Copy all of the material below line for line, changing nothing.

### Entries supplied
------------------------------------------------------------------------
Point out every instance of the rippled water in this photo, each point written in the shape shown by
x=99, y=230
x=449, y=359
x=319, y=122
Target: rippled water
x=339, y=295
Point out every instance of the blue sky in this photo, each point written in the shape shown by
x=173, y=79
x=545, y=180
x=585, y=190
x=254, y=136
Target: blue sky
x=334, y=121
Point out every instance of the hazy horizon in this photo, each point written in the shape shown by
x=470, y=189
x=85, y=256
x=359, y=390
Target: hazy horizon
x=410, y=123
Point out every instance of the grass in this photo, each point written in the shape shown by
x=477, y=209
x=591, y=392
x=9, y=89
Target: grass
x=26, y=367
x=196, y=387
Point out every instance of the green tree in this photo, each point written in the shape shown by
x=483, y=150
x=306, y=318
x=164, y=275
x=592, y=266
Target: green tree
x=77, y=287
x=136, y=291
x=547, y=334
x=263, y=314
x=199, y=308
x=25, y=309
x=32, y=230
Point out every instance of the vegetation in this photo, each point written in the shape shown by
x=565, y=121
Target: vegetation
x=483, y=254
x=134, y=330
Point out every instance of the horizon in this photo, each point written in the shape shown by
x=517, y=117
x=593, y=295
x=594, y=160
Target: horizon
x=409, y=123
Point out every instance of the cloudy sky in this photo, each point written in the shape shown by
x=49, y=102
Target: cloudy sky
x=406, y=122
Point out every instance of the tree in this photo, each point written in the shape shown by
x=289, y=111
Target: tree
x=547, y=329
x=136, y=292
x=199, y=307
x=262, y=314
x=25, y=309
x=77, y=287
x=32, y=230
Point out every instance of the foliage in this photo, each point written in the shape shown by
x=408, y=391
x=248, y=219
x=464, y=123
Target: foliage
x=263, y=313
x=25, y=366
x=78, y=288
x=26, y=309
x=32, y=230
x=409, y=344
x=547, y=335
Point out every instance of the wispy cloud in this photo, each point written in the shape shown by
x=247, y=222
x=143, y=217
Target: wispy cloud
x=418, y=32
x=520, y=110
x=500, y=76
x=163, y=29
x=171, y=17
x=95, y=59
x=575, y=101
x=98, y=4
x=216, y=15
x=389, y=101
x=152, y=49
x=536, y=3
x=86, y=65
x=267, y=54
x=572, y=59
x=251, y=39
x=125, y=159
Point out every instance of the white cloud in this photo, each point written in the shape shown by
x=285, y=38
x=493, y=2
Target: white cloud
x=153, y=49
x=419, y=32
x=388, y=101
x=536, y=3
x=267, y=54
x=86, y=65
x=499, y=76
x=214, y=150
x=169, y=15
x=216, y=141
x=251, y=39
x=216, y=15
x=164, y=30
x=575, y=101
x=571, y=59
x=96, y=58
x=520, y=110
------------------------------------------------------------------------
### Expected answer
Point out every instance of the rippled water in this photo, each point written in the shape shown by
x=99, y=230
x=449, y=359
x=319, y=122
Target: rippled water
x=339, y=295
Point out every instance of the blue sky in this photo, each point written in the shape shown by
x=173, y=79
x=545, y=180
x=585, y=190
x=254, y=136
Target: blue sky
x=334, y=121
Point out every instance of the hazy horizon in this photo, each point written in the shape shown by
x=470, y=189
x=85, y=256
x=359, y=390
Target: hazy horizon
x=410, y=123
Point out every instance of the grass in this photo, each point written in the shape shown by
x=477, y=209
x=591, y=392
x=9, y=89
Target: grass
x=26, y=367
x=196, y=387
Point out every instance of the green tree in this photo, each point written in the shape shown by
x=483, y=150
x=306, y=318
x=164, y=275
x=592, y=266
Target: green tree
x=77, y=287
x=136, y=291
x=547, y=334
x=263, y=314
x=199, y=308
x=25, y=309
x=32, y=230
Point out every instance of the vegetation in this photo, each point written in the shape shown by
x=565, y=121
Target: vegetation
x=483, y=254
x=134, y=330
Point out every instance of the horizon in this photo, each point written in the shape shown by
x=517, y=117
x=593, y=295
x=594, y=160
Target: horizon
x=409, y=123
Point out every instance of the cloudy sky in this photo, each point written in the shape shown by
x=49, y=102
Target: cloudy sky
x=406, y=122
Point out every instance of the tree in this photo, each point written in the shape shown by
x=289, y=111
Target: tree
x=547, y=329
x=136, y=292
x=199, y=307
x=262, y=314
x=25, y=309
x=77, y=287
x=32, y=230
Point out every instance of the foliage in this photo, each point written in the shape shown by
x=408, y=391
x=248, y=219
x=464, y=123
Target: foliage
x=263, y=313
x=25, y=366
x=78, y=288
x=26, y=309
x=32, y=230
x=409, y=344
x=547, y=335
Point out every instance of the wispy cloud in this photo, each point written in the shape shown by
x=247, y=222
x=143, y=217
Target: wispy cloud
x=418, y=32
x=520, y=110
x=500, y=76
x=163, y=29
x=171, y=17
x=95, y=59
x=575, y=101
x=98, y=4
x=216, y=15
x=389, y=101
x=152, y=49
x=536, y=3
x=86, y=65
x=267, y=54
x=572, y=59
x=251, y=39
x=125, y=159
Point out every instance of the white cloud in this photo, each point written in the shape shown by
x=285, y=38
x=493, y=2
Target: white cloud
x=153, y=49
x=419, y=32
x=388, y=101
x=536, y=3
x=267, y=54
x=86, y=65
x=499, y=76
x=214, y=150
x=169, y=15
x=216, y=141
x=251, y=39
x=216, y=15
x=164, y=30
x=575, y=101
x=571, y=59
x=96, y=58
x=520, y=110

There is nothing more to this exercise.